Extracted text:
Chad Noorani, a retirement plan consultant at Benefit Financial Services Group, has experimented with using ChatGPT to gather compliance information and create a framework for blog posts that he would eventually rewrite to include his own resources and links. AI could help small retirement planners like Noorani become more efficient by, for example, writing code and personalizing materials to meet client needs. Efficiencies could allow him to scale his business and spend more time with clients.

“Business development may get easier; it may help you prospect better,” Noorani says, noting such automation could eliminate irrelevant discussions, such as pitching services that a plan sponsor may not need or want.

In the same vein, some retirement plans offer one-size-fits-most investment options, such as target-date funds, which may not be suitable for employees who have outside assets or competing savings goals.

Dani Fava, group head of product innovation at Envestnet, says machine learning and predictive analysis tools can make retirement plan design more customizable and help plan advisers create better savings strategies, even when employees have not entered all of their information. Envestnet’s Insights Engine uses machine learning to sift through its data and that of other connected data providers, plus an employee’s unique information, to find patterns. It can predict when a participant has outside assets and what type of assets with more than 75%accuracy. When Generative AI is included in the design of a retirement plan administration system, the toolcan learn from plan data and may be able to create more accurate or tailored offerings, she adds.

Explore the material:
• a. In the retirement planning passage, what position does Dani Fava hold?
• b. From the retirement planning passage, return the text that begins at the words "Chad Noorani, a" and ends after the words "time with clients.".
• c. For each statement, say yes or no according to the retirement planning passage, and quote the deciding words: (i) Noorani has tried using ChatGPT to gather compliance information. (ii) Envestnet's Insights Engine draws only on an employee's own information. (iii) Target-date funds are presented as suitable for all employees.

Material shown:

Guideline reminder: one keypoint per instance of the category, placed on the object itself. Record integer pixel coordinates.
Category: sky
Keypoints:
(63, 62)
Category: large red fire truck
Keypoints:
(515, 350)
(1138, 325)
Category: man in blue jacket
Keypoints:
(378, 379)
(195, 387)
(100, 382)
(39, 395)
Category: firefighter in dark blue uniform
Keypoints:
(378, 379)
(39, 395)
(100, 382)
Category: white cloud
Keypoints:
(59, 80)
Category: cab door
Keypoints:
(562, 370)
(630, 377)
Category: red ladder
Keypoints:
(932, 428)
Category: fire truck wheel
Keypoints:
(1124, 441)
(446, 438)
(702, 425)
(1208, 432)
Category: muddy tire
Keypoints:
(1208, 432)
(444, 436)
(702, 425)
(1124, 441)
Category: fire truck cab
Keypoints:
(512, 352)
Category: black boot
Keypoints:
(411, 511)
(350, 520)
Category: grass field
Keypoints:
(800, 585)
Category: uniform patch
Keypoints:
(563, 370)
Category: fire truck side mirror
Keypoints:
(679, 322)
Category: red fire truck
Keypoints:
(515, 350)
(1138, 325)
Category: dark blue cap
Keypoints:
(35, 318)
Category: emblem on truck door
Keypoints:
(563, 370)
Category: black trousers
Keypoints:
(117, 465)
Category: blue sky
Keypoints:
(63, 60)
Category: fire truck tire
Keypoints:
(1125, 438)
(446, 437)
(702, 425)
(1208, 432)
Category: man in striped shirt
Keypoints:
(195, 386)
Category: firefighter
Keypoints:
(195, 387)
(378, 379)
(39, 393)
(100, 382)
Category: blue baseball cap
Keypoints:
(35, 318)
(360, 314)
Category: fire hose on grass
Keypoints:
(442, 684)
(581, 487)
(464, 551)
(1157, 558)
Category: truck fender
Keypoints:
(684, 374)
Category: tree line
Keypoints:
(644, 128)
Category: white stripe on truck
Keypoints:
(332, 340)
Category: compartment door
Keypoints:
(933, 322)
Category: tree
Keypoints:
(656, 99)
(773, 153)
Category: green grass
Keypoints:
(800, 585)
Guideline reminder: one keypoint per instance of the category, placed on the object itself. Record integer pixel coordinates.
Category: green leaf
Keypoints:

Responses:
• a. Group head of product innovation at Envestnet.

• b.
Chad Noorani, a retirement plan consultant at Benefit Financial Services Group, has experimented with using ChatGPT to gather compliance information and create a framework for blog posts that he would eventually rewrite to include his own resources and links. AI could help small retirement planners like Noorani become more efficient by, for example, writing code and personalizing materials to meet client needs. Efficiencies could allow him to scale his business and spend more time with clients.

• c.
(i) Yes: "has experimented with using ChatGPT to gather compliance information"
(ii) No: "uses machine learning to sift through its data and that of other connected data providers, plus an employee’s unique information"
(iii) No: "which may not be suitable for employees who have outside assets or competing savings goals"